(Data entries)
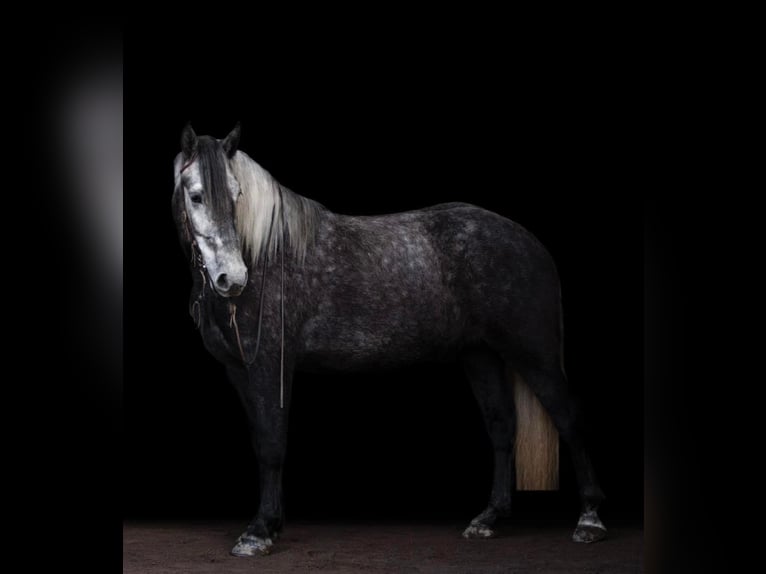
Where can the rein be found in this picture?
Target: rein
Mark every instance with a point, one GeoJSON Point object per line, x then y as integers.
{"type": "Point", "coordinates": [198, 262]}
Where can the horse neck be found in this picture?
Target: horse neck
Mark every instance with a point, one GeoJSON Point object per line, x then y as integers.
{"type": "Point", "coordinates": [269, 215]}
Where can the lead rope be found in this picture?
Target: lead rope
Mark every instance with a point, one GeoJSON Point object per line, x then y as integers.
{"type": "Point", "coordinates": [233, 310]}
{"type": "Point", "coordinates": [282, 300]}
{"type": "Point", "coordinates": [233, 323]}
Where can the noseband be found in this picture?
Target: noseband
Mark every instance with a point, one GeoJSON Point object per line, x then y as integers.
{"type": "Point", "coordinates": [198, 263]}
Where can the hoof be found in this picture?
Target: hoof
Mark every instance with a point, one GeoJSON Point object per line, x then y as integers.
{"type": "Point", "coordinates": [249, 545]}
{"type": "Point", "coordinates": [478, 531]}
{"type": "Point", "coordinates": [588, 534]}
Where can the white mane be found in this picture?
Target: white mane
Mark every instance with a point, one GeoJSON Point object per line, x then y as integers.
{"type": "Point", "coordinates": [261, 196]}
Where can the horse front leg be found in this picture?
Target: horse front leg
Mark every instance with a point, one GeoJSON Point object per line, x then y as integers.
{"type": "Point", "coordinates": [259, 390]}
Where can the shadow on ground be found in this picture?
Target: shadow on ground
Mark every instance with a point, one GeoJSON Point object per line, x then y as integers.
{"type": "Point", "coordinates": [195, 547]}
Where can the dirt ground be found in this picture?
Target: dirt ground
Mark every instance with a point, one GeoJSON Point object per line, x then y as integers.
{"type": "Point", "coordinates": [196, 547]}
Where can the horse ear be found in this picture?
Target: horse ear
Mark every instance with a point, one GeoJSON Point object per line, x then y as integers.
{"type": "Point", "coordinates": [231, 142]}
{"type": "Point", "coordinates": [188, 141]}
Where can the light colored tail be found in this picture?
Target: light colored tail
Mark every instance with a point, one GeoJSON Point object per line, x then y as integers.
{"type": "Point", "coordinates": [537, 442]}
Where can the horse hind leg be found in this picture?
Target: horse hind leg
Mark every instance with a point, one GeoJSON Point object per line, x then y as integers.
{"type": "Point", "coordinates": [486, 372]}
{"type": "Point", "coordinates": [550, 386]}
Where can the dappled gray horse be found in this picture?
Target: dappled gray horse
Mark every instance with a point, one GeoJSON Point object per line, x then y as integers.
{"type": "Point", "coordinates": [283, 284]}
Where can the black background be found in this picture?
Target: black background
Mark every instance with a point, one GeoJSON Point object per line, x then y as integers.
{"type": "Point", "coordinates": [549, 146]}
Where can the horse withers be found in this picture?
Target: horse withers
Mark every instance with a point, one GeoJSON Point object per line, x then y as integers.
{"type": "Point", "coordinates": [280, 283]}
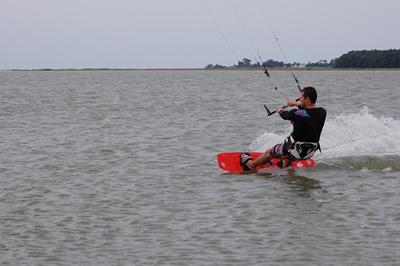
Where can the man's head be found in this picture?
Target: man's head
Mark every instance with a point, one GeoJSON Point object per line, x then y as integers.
{"type": "Point", "coordinates": [311, 93]}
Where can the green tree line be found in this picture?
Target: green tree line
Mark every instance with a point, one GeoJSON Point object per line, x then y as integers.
{"type": "Point", "coordinates": [272, 64]}
{"type": "Point", "coordinates": [353, 59]}
{"type": "Point", "coordinates": [369, 59]}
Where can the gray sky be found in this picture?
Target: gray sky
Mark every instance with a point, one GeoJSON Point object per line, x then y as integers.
{"type": "Point", "coordinates": [59, 34]}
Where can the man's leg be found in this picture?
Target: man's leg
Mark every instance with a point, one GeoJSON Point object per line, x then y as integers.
{"type": "Point", "coordinates": [262, 159]}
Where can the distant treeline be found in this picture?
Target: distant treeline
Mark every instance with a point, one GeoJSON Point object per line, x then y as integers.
{"type": "Point", "coordinates": [353, 59]}
{"type": "Point", "coordinates": [369, 59]}
{"type": "Point", "coordinates": [272, 64]}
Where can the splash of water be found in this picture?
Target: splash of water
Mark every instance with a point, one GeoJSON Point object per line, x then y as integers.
{"type": "Point", "coordinates": [357, 134]}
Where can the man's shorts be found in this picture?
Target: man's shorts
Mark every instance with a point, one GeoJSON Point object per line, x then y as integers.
{"type": "Point", "coordinates": [277, 151]}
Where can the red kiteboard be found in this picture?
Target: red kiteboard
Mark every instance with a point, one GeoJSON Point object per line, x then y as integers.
{"type": "Point", "coordinates": [231, 162]}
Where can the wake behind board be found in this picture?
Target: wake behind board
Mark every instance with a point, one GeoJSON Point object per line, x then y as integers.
{"type": "Point", "coordinates": [231, 162]}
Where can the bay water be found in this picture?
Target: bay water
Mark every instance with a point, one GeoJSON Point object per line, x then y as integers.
{"type": "Point", "coordinates": [120, 168]}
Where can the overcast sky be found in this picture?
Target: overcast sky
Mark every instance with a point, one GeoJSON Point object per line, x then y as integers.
{"type": "Point", "coordinates": [61, 34]}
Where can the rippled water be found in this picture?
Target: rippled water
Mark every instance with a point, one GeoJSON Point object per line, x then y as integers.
{"type": "Point", "coordinates": [120, 168]}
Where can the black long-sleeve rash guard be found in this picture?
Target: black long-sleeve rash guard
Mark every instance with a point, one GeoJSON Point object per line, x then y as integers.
{"type": "Point", "coordinates": [307, 123]}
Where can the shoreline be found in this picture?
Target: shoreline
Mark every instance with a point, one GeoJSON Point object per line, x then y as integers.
{"type": "Point", "coordinates": [206, 69]}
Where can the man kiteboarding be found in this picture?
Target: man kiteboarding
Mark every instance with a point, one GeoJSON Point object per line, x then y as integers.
{"type": "Point", "coordinates": [308, 121]}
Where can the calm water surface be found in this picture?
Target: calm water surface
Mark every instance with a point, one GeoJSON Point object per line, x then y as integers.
{"type": "Point", "coordinates": [120, 168]}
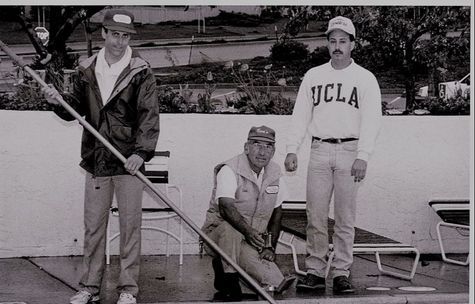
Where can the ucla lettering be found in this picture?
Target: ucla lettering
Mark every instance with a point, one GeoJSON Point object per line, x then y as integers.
{"type": "Point", "coordinates": [327, 99]}
{"type": "Point", "coordinates": [354, 98]}
{"type": "Point", "coordinates": [332, 93]}
{"type": "Point", "coordinates": [319, 90]}
{"type": "Point", "coordinates": [338, 97]}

● **WHAT THE TASK REQUIRES**: All the records above need to be given again word for word. Skip the pictures.

● **WRITTEN REPLY**:
Where can the rein be found in this picture?
Target: rein
Mark every instance with a point, one GeoJSON Point object per line, x then y as integers.
{"type": "Point", "coordinates": [198, 262]}
Where can the horse neck be found in this picture?
Target: horse neck
Mark every instance with a point, one GeoJSON Point object per line, x then y as integers.
{"type": "Point", "coordinates": [269, 215]}
Where can the lead rope be found in this picture?
Target: lead rope
Mark every instance with a point, one GeoJSON Point object per line, x then y as integers.
{"type": "Point", "coordinates": [233, 310]}
{"type": "Point", "coordinates": [282, 300]}
{"type": "Point", "coordinates": [233, 323]}
Where can the noseband be found in this picture?
Target: noseband
Mark every instance with a point, one GeoJSON Point object per line, x then y as integers.
{"type": "Point", "coordinates": [198, 263]}
Where can the hoof be found in this picture?
Target: hoof
Mark every instance with a point, one GeoJSON Point object per line, x then y as integers.
{"type": "Point", "coordinates": [249, 545]}
{"type": "Point", "coordinates": [478, 531]}
{"type": "Point", "coordinates": [588, 534]}
Where can the white mane be found in this picture?
Target: white mane
Mark every instance with a point, one GeoJSON Point object per line, x then y as integers.
{"type": "Point", "coordinates": [261, 196]}
Where can the horse front leg be found in this picture?
Target: horse front leg
Mark every instance with a point, one GeoJSON Point object per line, x then y as integers.
{"type": "Point", "coordinates": [259, 390]}
Where can the shadow on ground be found in this picture?
Target: shadow on ground
Mark every instance with a point, one GeoJSON Point object per line, x then y as integers.
{"type": "Point", "coordinates": [195, 547]}
Where can the dirt ground be found in this picture?
Target: dirt ground
Mark every instance with a point, one GeoJSON Point object per line, x then y as integers.
{"type": "Point", "coordinates": [196, 547]}
Where can the horse ear be found in this picture?
Target: horse ear
Mark every instance with a point, one GeoJSON Point object per line, x then y as integers.
{"type": "Point", "coordinates": [231, 142]}
{"type": "Point", "coordinates": [188, 141]}
Where can the light colored tail be found in this picture?
Target: light colored tail
Mark every instance with a point, one GeoJSON Point object per line, x then y as integers.
{"type": "Point", "coordinates": [537, 442]}
Where can the horse hind leg be found in this picture?
Target: horse hind leg
Mark every instance with a point, one GeoJSON Point object per line, x then y as integers.
{"type": "Point", "coordinates": [486, 372]}
{"type": "Point", "coordinates": [550, 386]}
Where can the dappled gray horse be found in this picture?
Target: dappled gray horse
Mark every instance with a point, one GeoJSON Point object per line, x then y as integers.
{"type": "Point", "coordinates": [283, 284]}
Where can the black background be found in this picture?
Target: black background
Mark every instance with a point, one GeoJSON Point object per line, x then y as integers.
{"type": "Point", "coordinates": [549, 146]}
Where can the horse withers be found in this picture?
Target: horse withers
Mark every instance with a point, one GeoJSON Point object per line, x then y as integers.
{"type": "Point", "coordinates": [280, 283]}
Where can the man's head be found in this picture?
Target: man's head
Mark every instance with a point, one GeoJSON Point object per line, x then y as integers.
{"type": "Point", "coordinates": [311, 93]}
Where can the green tree line be found in this picture?
Target: green tree line
Mark every instance with a point, one GeoJSON Point object per line, x then y as integers.
{"type": "Point", "coordinates": [272, 64]}
{"type": "Point", "coordinates": [353, 59]}
{"type": "Point", "coordinates": [369, 59]}
Where can the gray sky be found in this picture?
Target: gray sky
Mark every instance with a point, one GeoJSON Point object per line, x then y as integers.
{"type": "Point", "coordinates": [59, 34]}
Where can the man's leg be found in this picture?
Target: man's leg
Mark every instance with a point, one GeoJSON Point object per line, x then y as integers.
{"type": "Point", "coordinates": [262, 159]}
Where can the distant treeline be found in this picture?
Target: distant treeline
Mark every instance with a point, one GeoJSON Point object per line, x then y as integers.
{"type": "Point", "coordinates": [353, 59]}
{"type": "Point", "coordinates": [369, 59]}
{"type": "Point", "coordinates": [272, 64]}
Where can the splash of water be found in this picture?
Target: splash of water
Mark every instance with a point, one GeoJSON Point object per line, x then y as integers.
{"type": "Point", "coordinates": [357, 134]}
Where can the man's shorts be found in this picture?
Target: man's shorts
Mark every instance with a point, one GeoJSON Point object per line, x then y as integers.
{"type": "Point", "coordinates": [277, 151]}
Where can the red kiteboard be found in this picture?
Target: red kiteboard
Mark every instance with a point, one GeoJSON Point object per line, x then y as integers.
{"type": "Point", "coordinates": [231, 162]}
Where can the wake behind board be found in this picture?
Target: wake behind board
Mark every instance with a point, one GeoJSON Point object per line, x then y as integers.
{"type": "Point", "coordinates": [231, 162]}
Where can the bay water be found in this picture?
Target: bay water
Mark every instance with a point, one GeoJSON Point object per line, x then y as integers.
{"type": "Point", "coordinates": [120, 168]}
Where can the overcast sky be found in this picture?
Target: overcast sky
Mark every instance with a point, one GeoJSON Point object per line, x then y as integers.
{"type": "Point", "coordinates": [61, 34]}
Where can the rippled water be found in this picture?
Target: rippled water
Mark every instance with a point, one GeoJSON Point object per line, x then y as integers.
{"type": "Point", "coordinates": [120, 168]}
Where can the black long-sleeve rash guard be found in this picture?
Target: black long-sleeve rash guard
Mark every instance with a point, one GeoJSON Point object per line, x then y as integers.
{"type": "Point", "coordinates": [307, 123]}
Where can the shoreline be found in this picture?
Target: shoreline
Mark every instance with a point, one GeoJSON Point object per line, x then y as integers.
{"type": "Point", "coordinates": [206, 69]}
Where can the man kiteboarding be found in this picture?
Target: man kiteboarding
Mark every instance with a point, one GeoJSON Point object per line, x then y as integers.
{"type": "Point", "coordinates": [308, 121]}
Where can the calm water surface be found in this picture?
Target: calm water surface
Mark every instance with a point, one GeoJSON Point object per line, x then y as integers.
{"type": "Point", "coordinates": [120, 168]}
Where can the ucla lettering be found in this picture?
Target: ucla lettering
Mark every instance with a point, one GeoJSON Point object per line, x then y as integers.
{"type": "Point", "coordinates": [327, 99]}
{"type": "Point", "coordinates": [354, 98]}
{"type": "Point", "coordinates": [332, 93]}
{"type": "Point", "coordinates": [319, 90]}
{"type": "Point", "coordinates": [338, 97]}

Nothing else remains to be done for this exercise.